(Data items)

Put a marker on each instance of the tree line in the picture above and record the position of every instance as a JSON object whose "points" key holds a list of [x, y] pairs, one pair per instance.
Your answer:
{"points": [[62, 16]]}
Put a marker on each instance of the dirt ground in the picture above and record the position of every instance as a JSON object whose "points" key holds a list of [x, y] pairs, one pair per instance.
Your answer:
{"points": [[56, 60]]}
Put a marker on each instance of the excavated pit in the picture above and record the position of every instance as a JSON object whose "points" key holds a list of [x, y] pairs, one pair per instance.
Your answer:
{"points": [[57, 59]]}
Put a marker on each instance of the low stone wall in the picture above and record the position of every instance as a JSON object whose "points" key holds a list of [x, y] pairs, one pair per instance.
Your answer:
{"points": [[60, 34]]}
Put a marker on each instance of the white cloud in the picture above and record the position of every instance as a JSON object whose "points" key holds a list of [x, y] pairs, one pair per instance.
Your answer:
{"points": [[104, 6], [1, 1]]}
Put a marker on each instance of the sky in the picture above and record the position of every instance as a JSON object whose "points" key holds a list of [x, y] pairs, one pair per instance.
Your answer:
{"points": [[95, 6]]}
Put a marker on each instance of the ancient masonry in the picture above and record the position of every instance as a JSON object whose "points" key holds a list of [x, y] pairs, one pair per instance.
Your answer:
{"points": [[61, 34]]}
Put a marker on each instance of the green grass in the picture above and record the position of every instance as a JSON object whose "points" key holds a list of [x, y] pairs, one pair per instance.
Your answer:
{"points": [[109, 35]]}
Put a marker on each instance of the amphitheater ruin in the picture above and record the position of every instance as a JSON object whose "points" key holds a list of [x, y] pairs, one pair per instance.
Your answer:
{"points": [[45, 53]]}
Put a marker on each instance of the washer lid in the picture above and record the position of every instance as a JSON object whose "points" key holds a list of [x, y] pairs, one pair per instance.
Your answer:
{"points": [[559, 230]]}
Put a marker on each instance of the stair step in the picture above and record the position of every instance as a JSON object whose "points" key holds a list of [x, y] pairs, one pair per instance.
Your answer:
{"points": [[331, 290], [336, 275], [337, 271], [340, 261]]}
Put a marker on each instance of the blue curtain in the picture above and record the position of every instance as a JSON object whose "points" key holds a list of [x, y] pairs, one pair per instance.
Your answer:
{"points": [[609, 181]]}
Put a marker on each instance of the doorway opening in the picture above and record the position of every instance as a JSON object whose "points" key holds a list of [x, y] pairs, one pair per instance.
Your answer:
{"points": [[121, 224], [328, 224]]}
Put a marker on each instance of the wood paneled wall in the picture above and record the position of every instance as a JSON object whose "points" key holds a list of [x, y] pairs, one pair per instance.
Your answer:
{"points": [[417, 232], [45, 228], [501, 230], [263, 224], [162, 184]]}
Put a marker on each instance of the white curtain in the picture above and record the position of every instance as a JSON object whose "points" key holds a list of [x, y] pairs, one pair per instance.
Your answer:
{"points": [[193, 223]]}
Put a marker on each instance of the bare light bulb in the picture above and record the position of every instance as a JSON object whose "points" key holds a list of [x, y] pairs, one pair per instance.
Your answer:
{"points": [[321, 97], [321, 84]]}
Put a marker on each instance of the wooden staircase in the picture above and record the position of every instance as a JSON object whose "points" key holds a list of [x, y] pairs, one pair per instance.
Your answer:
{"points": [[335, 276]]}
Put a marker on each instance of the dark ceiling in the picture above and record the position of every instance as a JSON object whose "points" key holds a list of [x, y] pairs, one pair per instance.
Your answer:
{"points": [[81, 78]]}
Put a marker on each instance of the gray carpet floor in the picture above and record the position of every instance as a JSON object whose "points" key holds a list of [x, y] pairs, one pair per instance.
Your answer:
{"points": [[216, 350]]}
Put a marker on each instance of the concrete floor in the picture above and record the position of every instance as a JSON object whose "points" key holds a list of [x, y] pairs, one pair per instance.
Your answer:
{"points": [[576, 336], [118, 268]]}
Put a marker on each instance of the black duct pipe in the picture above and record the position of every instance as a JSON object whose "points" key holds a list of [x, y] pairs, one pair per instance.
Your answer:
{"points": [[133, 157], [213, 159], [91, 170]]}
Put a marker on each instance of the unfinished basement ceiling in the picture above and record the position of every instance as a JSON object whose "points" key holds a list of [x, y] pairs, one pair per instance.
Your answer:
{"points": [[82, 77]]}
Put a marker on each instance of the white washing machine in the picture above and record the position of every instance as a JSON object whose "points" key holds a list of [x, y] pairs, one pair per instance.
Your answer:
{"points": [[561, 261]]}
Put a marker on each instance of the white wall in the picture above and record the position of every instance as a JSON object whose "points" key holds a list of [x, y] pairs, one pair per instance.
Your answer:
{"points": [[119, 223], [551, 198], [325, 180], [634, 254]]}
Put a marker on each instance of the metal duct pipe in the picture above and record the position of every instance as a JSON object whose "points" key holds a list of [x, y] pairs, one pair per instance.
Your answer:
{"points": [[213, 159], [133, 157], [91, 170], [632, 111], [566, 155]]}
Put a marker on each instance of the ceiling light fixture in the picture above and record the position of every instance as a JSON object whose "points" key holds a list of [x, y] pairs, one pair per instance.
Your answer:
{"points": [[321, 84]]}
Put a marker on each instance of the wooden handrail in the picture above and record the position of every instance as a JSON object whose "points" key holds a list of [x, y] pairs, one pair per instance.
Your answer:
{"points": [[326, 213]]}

### TASK DESCRIPTION
Your task is to extract all of the records exactly.

### TASK RESPONSE
Put a marker on each instance of the tree line in the picture above and record the position of every instance as a JSON object whose "points" key holds a list of [x, y] pairs, one pair per instance.
Your answer:
{"points": [[62, 16]]}
Put a marker on each instance of the dirt ground in the picture above and record the position of every instance as a JSON object whose "points" key holds a list of [x, y] pairs, one pair per instance.
Your answer:
{"points": [[56, 60]]}
Put a marker on each instance of the excavated pit in the picture above and record the position of every instance as a JSON object whose "points" key holds a list of [x, y] pairs, one pair per instance.
Your answer:
{"points": [[57, 59]]}
Put a marker on each instance of the low stone wall in the picture above and record the position of every instance as a JSON object whose "points" key holds a list of [x, y] pairs, one pair per instance.
Your answer:
{"points": [[60, 34]]}
Put a marker on each instance of the white cloud in the picture above and record the position of every instance as a JSON object whose "points" key holds a list of [x, y] pairs, one pair per instance.
Your answer:
{"points": [[104, 6], [1, 1]]}
Put a marker on each instance of the sky in the picture above and record the position of every instance as a JSON object whose "points" key holds a list of [x, y] pairs, one pair per instance.
Your answer:
{"points": [[95, 6]]}
Put a marker on each instance of the ancient masonry in the picture above and record the position of every instance as a JSON object whose "points" key holds a list of [x, y] pairs, one pair per instance.
Your answer:
{"points": [[61, 34]]}
Put a marker on each instance of the green grass in the picture above and record the position of every instance as a JSON object whose "points" key holds a list of [x, y] pairs, one pair per instance.
Your answer:
{"points": [[109, 35]]}
Put a marker on each instance of the amphitheater ruin in the picture above and record the position of every instance as a JSON object whose "points" key holds a list of [x, y] pairs, one pair per instance.
Your answer:
{"points": [[45, 53]]}
Put a marker on each instance of the washer lid in the picture above and record the position of every instance as a JSON object whose "points" key holds a list of [x, y] pairs, one pair per instance.
Your answer:
{"points": [[559, 230]]}
Put a marker on each instance of the stair step in the picture above and record the position of every instance as a JSON object whose "points" key holds a list of [x, y] pairs, one pair per instance.
Your answer:
{"points": [[331, 290], [336, 275], [337, 271], [340, 261]]}
Put a marker on each instance of the blue curtain in the picture above and record the position of every instance as a JSON object whose "points" key holds a list of [x, y] pairs, one pair per instance.
Your answer:
{"points": [[609, 181]]}
Put a marker on each instance of the doorway opening in the picture above and record the position of every instance as a JSON object whose "points" key holds a list of [x, y] pairs, one pair per instance.
Your answer:
{"points": [[121, 224], [328, 224]]}
Put a marker on each instance of the wood paneled wall in the picture above and record the position of every instance as a JSON object whose "points" key holds a list of [x, y] pairs, one pair per instance.
Your answer:
{"points": [[417, 232], [45, 228], [501, 230], [263, 224], [162, 184]]}
Put a marker on each instance of the white curtain in the picture above and record the position of every instance as a JSON object whose "points" key holds a list of [x, y] pairs, one pair per instance.
Your answer:
{"points": [[193, 223]]}
Put a marker on each instance of the bare light bulb in the picture above and record the position of every instance as a JSON object whose "points" key holds a list of [x, y] pairs, one pair per instance.
Your answer:
{"points": [[321, 97], [321, 84]]}
Put a marker on each instance of the wooden staircase in the picture above and record the position of every instance as a JSON object whose "points" key holds a list of [x, y] pairs, one pair per instance.
Your answer:
{"points": [[335, 276]]}
Put a marker on each instance of the dark ceiling in the picture above and record the position of every instance as a JSON object whose "points" key holds a list of [x, y] pairs, one pair per instance.
Your answer:
{"points": [[81, 78]]}
Put a marker on each instance of the gray carpet floor in the picture above and record the position of every instance as a JSON object whose "points" key holds a list of [x, y] pairs, one pair per instance.
Your answer:
{"points": [[216, 350]]}
Put a marker on each instance of the concrete floor in the picture above and record the position of every instance as a JSON object whose "points" key holds a list of [x, y] pairs, one pair per instance.
Your answer:
{"points": [[576, 336], [118, 268]]}
Put a marker on each instance of the black duct pipe in the picture above and record the position of every instance as a JSON object whose "points" key holds a list of [x, y] pairs, one pair per instance.
Your answer:
{"points": [[133, 157], [213, 159], [91, 170]]}
Put a marker on each instance of the unfinished basement ceiling in the picture above and record the position of every instance as a JSON object whose "points" key holds a list of [x, y] pairs, one pair per instance.
Your answer:
{"points": [[82, 77]]}
Put a marker on each instance of the white washing machine in the picture above and record the position of every instance as a JSON object whose "points" key holds a list of [x, y] pairs, one pair per instance.
Your answer:
{"points": [[561, 261]]}
Put a marker on each instance of the white wall in the picture above and record the position of every instance as a JSON object whose "points" key holds a list of [x, y] pairs, one pair per instance.
Your answer:
{"points": [[119, 223], [551, 198], [325, 180], [634, 254]]}
Put a marker on each instance of the metal duct pipe in the picture above and record the position of every instance as a JSON object whose "points" key holds a list of [x, y] pairs, one pair per instance.
Your answer:
{"points": [[213, 159], [133, 157], [91, 170], [632, 111], [566, 155]]}
Put a marker on each instance of the ceiling light fixture in the picture above and record the position of every instance as a JSON object whose "points" key holds a list of [x, y] pairs, one pair per instance.
Your answer:
{"points": [[321, 84]]}
Put a marker on each instance of the wooden handrail in the picture above and record the position of every instance as a JSON object whose "points" key holds a list of [x, y] pairs, one pair per instance.
Your answer:
{"points": [[326, 213]]}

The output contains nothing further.